*Passage shown:*
..............................

The chairman of a progressive opposition party is asking the public to help fund his legal defense after he was arrested and placed under investigation in what he says is a politically motivated case.
Days after his arrest last week, the police announced Saturday that he was being investigated for alleged criminal breach of trust and forgery at his law firm Whitefield Law Corp.
“The Reform Party would like to clarify that Charles has kept the party informed of his arrest. It is our understanding that he has not been charged with any offence,” the party announced yesterday. “Charles Yeo has offered to step aside as Chair until this is resolved and the [Central Executive Committee] has accepted his offer.”
The police told the media on Saturday that Yeo and an unidentified man were arrested on Wednesday for their suspected roles in alleged offenses at the law firm where Yeo is employed as a criminal defense lawyer. The police said the investigation was based on multiple reports from the firm’s clients.
They insisted that the arrest was not politically motivated after Yeo publicly declared the charges were “entirely trumped up and false.” He also accused officers of being unprofessional and thought seizing his phone and SIM card was “most unusual.”

..............................

*Prompt 1:*
In the article on Charles Yeo's arrest, what is the name of the law firm where the alleged offenses took place?
*Prompt 2:*
Continue the article on Charles Yeo's arrest, picking up right after its last sentence.
The items after this point are separate material, not part of the article on Charles Yeo's arrest.

..............................

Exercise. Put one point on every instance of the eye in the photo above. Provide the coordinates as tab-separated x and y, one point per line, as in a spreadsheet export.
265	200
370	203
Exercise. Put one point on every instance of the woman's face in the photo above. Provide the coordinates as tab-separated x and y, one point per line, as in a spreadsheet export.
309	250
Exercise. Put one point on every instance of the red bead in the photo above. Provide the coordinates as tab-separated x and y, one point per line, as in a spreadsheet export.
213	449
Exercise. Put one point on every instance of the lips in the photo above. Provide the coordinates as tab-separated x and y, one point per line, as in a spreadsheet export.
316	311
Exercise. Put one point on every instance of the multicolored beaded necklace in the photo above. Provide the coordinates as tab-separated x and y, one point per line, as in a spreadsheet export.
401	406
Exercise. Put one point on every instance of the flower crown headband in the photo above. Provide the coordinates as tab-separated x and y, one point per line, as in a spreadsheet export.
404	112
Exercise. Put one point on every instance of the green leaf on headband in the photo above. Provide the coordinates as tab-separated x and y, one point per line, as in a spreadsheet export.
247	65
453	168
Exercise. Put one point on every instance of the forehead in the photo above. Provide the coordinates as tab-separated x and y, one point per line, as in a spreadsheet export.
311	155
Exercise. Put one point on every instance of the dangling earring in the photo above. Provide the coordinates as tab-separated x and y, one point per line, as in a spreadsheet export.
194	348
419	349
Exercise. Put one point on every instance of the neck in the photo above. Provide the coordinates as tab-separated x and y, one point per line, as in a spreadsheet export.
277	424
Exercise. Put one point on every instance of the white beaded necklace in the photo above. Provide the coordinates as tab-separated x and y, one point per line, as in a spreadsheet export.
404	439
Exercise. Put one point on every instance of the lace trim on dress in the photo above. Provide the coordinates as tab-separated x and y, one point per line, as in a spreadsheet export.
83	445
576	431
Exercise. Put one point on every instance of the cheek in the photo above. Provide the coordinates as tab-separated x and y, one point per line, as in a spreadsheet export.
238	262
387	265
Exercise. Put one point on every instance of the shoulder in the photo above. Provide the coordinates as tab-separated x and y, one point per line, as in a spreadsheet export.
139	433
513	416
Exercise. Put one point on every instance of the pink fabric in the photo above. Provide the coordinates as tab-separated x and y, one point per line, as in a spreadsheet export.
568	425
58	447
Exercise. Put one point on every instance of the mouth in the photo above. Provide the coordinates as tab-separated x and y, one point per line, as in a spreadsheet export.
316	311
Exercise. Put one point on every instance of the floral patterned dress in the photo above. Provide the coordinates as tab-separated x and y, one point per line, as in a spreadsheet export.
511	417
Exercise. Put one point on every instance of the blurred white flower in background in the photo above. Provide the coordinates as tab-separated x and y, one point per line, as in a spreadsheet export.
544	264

..............................

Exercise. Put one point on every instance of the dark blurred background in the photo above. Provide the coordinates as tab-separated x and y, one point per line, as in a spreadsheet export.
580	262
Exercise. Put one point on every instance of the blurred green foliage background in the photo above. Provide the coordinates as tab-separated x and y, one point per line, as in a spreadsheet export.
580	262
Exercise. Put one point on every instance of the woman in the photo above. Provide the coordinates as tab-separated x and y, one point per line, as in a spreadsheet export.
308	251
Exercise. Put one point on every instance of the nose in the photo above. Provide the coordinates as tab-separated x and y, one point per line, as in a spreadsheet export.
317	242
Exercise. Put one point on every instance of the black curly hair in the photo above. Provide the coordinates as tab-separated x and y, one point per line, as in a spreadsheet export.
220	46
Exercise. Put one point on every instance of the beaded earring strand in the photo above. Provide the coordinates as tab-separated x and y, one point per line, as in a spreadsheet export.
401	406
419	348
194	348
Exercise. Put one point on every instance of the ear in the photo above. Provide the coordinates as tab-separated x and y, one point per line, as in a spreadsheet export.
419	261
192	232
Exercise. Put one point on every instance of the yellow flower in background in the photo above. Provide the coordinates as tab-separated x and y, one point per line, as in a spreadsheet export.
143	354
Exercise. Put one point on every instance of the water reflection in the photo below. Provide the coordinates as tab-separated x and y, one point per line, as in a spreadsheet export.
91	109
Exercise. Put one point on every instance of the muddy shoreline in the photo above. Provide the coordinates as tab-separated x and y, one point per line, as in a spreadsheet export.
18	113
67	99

..............................

*Final result 1:*
Whitefield Law Corp.

*Final result 2:*
The party in its statement last night blamed Yeo’s woes on a rejected candidate from 2015 who “continually bombarded” its operations during the 2020 General Election, saying he filed a complaint which led to Yeo’s arrest.
“We understand from Mr Yeo that the arrests was the result of a complaint from a Mr Joseph Chen. Mr Joseph Chen is known to the Reform Party,” it wrote.
It has appointed Yasmine Valentina as acting chair.
Yeo leveled up to chairman in August 2020 after becoming a social media sensation for his failed Mandarin speech during the general election. The party was contesting in Ang Mo Kio GRC but lost miserably.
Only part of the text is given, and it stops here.